(Extracted records)
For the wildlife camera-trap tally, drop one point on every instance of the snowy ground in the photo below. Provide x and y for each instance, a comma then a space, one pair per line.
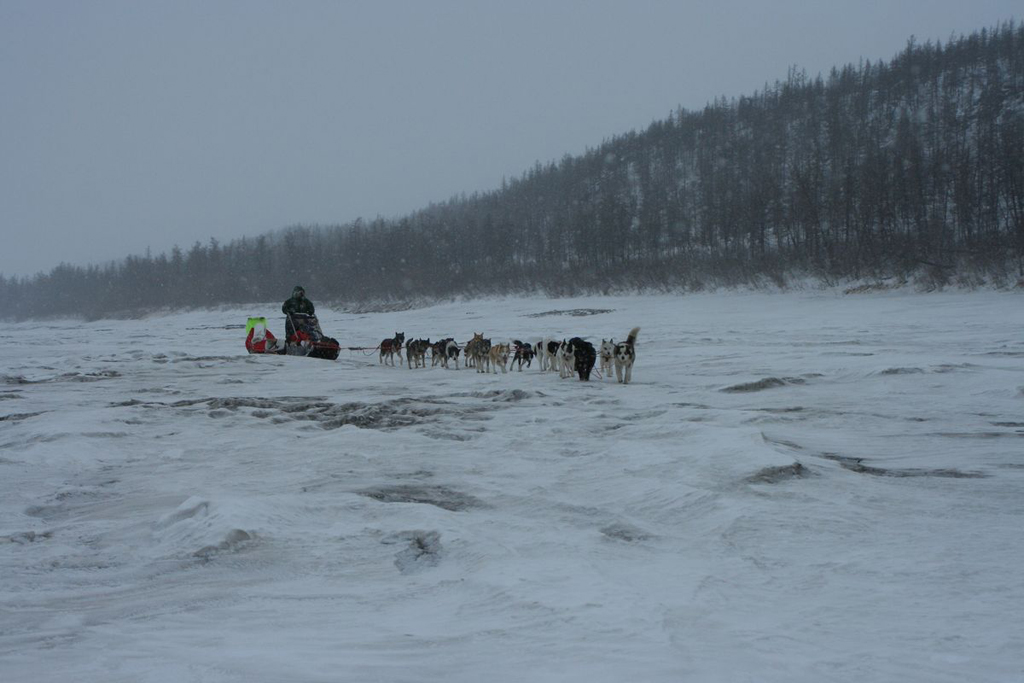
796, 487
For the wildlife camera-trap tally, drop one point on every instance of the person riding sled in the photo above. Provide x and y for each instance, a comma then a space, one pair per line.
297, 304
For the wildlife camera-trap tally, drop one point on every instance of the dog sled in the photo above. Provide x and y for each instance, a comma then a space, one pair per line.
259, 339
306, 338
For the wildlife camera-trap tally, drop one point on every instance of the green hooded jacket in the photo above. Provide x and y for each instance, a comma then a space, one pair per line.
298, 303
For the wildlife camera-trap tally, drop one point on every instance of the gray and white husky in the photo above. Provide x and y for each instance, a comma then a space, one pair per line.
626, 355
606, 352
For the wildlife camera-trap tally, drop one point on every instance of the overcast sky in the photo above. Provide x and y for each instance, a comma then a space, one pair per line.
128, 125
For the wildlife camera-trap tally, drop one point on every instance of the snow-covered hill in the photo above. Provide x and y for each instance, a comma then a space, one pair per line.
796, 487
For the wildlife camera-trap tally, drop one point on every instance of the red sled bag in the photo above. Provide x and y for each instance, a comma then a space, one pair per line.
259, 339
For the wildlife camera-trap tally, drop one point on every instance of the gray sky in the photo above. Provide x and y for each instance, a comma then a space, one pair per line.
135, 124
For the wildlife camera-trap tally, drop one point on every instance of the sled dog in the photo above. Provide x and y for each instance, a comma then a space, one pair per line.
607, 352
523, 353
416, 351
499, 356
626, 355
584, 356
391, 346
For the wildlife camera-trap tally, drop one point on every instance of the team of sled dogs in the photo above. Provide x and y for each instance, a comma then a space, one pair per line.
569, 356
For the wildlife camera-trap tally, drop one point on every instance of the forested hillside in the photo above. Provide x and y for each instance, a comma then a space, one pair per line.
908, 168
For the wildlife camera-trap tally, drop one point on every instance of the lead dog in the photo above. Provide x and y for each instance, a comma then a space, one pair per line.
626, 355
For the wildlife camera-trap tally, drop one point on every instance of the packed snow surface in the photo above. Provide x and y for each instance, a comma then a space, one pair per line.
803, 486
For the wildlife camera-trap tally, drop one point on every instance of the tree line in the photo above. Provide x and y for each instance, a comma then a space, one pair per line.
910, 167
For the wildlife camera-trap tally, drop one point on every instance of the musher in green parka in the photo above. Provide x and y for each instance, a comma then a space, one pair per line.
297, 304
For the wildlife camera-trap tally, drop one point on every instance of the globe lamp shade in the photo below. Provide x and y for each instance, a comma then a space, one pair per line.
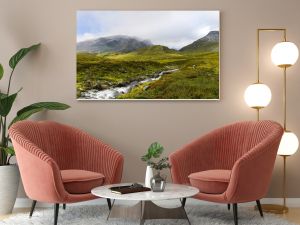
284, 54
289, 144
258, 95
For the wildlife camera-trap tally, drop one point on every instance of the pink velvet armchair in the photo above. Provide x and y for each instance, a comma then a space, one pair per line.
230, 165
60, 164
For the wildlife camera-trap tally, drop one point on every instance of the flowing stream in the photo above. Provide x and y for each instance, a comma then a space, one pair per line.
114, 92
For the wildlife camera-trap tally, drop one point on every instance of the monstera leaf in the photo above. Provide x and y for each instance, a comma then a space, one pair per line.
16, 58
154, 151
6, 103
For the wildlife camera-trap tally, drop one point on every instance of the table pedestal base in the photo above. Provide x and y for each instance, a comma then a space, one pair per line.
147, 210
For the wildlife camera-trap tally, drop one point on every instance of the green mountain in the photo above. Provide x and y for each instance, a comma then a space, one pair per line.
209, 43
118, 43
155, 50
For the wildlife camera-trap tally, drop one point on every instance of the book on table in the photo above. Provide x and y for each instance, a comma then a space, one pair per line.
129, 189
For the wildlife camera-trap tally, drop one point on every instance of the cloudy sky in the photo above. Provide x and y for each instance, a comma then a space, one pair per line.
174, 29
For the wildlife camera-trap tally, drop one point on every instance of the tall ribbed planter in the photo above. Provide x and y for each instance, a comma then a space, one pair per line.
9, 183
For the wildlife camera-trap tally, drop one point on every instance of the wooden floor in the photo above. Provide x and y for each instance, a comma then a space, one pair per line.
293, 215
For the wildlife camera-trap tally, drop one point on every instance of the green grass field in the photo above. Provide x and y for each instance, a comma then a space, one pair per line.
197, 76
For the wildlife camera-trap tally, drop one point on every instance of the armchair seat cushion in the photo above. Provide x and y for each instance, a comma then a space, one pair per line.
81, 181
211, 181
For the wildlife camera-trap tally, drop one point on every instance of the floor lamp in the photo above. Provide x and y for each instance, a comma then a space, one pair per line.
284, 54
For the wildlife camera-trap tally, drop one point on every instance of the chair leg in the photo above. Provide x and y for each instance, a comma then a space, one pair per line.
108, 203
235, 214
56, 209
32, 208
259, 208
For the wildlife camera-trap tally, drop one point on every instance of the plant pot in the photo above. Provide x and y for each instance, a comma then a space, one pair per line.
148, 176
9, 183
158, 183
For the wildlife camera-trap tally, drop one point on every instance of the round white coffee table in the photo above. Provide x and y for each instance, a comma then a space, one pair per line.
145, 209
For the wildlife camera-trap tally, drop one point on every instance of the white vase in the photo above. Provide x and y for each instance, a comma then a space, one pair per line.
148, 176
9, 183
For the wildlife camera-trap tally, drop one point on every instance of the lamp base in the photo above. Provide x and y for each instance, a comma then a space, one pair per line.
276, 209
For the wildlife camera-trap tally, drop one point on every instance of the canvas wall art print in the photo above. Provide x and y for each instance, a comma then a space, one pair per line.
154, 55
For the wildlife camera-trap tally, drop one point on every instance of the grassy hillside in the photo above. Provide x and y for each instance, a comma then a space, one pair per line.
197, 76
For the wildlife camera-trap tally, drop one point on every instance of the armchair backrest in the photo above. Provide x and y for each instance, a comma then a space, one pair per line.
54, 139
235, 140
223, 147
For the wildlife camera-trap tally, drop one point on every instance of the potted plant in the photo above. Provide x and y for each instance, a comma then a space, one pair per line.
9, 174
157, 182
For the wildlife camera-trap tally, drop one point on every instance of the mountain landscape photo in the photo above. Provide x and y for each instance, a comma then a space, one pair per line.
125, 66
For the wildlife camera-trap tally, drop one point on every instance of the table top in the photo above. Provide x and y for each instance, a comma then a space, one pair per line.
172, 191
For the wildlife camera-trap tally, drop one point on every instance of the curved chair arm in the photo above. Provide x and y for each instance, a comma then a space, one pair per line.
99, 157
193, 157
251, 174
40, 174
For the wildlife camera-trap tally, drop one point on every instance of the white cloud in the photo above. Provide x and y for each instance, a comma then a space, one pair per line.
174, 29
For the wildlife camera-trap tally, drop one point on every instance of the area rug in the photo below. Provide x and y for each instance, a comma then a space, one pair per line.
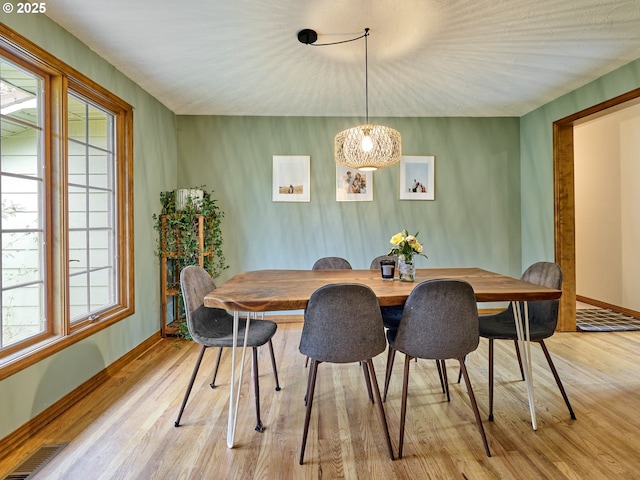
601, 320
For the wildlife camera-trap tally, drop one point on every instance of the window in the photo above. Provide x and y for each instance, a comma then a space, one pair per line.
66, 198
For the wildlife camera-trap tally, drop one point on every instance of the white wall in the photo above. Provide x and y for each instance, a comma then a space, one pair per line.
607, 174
---
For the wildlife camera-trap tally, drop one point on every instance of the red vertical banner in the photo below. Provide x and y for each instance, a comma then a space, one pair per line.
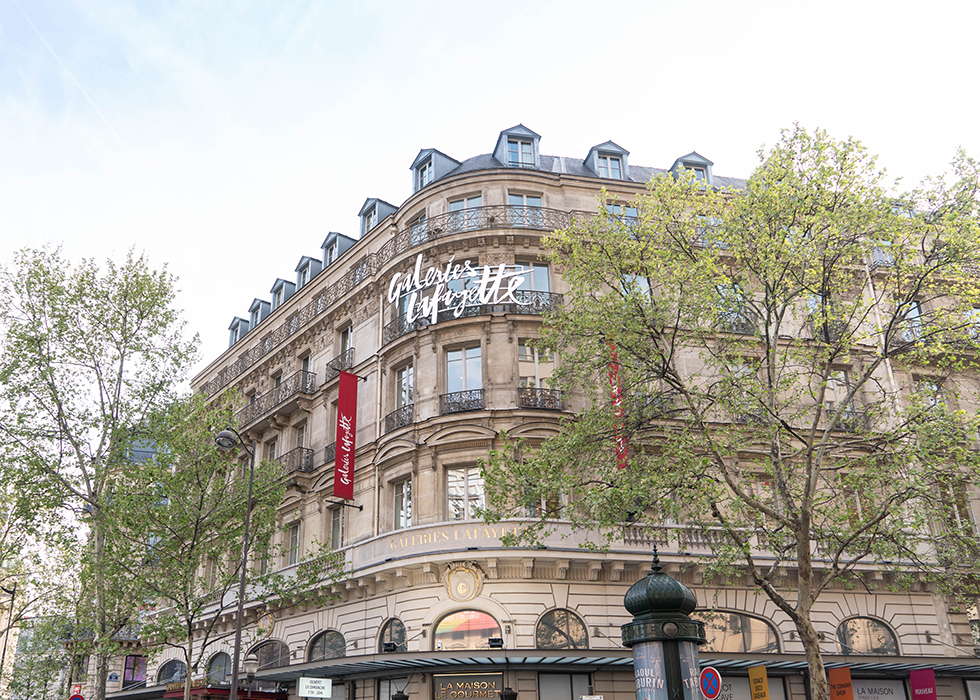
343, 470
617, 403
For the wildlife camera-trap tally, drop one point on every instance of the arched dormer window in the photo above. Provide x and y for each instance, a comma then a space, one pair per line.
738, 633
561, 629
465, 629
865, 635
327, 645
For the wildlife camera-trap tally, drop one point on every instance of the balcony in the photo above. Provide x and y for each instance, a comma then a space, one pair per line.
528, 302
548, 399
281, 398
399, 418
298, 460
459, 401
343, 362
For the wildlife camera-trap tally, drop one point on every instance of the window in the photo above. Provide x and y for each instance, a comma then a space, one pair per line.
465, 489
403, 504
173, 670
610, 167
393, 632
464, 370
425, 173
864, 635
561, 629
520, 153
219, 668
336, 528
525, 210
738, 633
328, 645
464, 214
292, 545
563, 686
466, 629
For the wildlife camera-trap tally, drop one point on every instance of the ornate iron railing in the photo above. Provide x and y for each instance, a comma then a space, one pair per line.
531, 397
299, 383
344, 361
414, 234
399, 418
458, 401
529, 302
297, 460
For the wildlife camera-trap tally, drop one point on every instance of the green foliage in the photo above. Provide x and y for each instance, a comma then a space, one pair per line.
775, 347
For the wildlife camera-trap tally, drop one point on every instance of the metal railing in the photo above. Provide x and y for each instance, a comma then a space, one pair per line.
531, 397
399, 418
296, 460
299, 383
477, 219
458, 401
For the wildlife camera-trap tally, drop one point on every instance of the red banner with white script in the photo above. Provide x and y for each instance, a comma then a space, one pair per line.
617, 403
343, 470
---
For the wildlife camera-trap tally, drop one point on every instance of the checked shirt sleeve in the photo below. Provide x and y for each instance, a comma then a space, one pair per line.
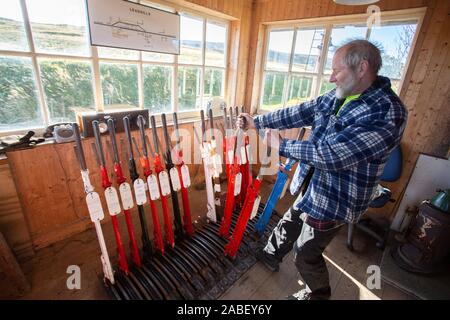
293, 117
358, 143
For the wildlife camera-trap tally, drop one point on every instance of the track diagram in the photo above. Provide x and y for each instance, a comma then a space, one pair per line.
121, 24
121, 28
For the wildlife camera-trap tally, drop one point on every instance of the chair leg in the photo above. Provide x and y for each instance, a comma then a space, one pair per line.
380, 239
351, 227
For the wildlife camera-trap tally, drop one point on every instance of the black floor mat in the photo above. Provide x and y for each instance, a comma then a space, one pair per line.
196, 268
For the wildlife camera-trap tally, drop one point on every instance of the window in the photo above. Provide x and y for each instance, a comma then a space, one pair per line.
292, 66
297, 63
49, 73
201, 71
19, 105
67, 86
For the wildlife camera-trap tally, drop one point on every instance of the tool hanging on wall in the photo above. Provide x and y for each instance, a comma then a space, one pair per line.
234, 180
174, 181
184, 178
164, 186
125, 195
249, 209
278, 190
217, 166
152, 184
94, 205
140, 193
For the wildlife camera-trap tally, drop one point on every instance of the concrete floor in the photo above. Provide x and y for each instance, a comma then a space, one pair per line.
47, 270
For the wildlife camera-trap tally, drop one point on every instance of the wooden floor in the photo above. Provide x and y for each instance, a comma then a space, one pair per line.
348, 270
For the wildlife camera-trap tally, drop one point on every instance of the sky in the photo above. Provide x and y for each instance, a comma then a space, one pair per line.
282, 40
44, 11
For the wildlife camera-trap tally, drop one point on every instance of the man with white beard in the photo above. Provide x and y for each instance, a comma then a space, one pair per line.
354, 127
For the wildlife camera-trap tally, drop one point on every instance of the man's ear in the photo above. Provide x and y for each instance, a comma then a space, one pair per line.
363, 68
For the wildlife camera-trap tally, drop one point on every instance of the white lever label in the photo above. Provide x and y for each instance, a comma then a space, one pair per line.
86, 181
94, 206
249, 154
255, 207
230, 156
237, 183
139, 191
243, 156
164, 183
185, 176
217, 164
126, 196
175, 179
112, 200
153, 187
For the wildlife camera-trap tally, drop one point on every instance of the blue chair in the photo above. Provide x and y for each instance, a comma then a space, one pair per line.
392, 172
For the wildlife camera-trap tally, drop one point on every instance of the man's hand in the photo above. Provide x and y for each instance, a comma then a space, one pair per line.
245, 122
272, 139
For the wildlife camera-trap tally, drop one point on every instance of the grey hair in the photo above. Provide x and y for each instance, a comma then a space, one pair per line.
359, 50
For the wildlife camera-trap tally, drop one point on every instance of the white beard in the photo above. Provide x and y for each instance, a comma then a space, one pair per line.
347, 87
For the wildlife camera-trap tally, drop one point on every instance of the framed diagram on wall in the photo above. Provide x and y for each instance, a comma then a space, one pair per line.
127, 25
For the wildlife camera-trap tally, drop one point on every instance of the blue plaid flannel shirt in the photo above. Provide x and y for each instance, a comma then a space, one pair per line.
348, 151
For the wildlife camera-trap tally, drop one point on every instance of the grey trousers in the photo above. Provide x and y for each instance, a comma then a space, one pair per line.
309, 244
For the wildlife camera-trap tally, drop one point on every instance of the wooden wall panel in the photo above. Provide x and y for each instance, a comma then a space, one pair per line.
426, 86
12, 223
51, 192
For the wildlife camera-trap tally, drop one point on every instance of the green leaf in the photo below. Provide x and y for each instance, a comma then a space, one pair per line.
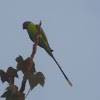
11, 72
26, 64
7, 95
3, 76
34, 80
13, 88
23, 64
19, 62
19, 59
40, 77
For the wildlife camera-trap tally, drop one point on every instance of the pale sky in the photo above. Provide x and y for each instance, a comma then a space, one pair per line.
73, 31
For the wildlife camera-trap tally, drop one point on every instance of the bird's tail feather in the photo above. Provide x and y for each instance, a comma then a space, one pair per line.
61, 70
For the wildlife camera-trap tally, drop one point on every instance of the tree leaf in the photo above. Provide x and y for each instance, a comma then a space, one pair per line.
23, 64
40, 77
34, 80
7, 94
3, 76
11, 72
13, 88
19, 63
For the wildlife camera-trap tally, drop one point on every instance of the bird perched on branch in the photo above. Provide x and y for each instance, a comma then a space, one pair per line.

■ TASK DIRECTIONS ■
Repeat, exactly as they stand above, the lines from the line with "the tree leaf" to the line with "the bird perched", both lines included.

■ RESULT BELOW ■
For the wildlife camera-trap tally, drop one point on every instance of the tree leaf in the photo above. Provide x and y for each instance, a comma then a space, one pair per line.
23, 64
40, 77
34, 80
7, 94
3, 76
11, 72
13, 88
19, 63
For the wildlife camera-trap tally, drop one point on every instance of the bird perched on branch in the photo above. Provide x and y for each instance, a comma then a space, one pair per line.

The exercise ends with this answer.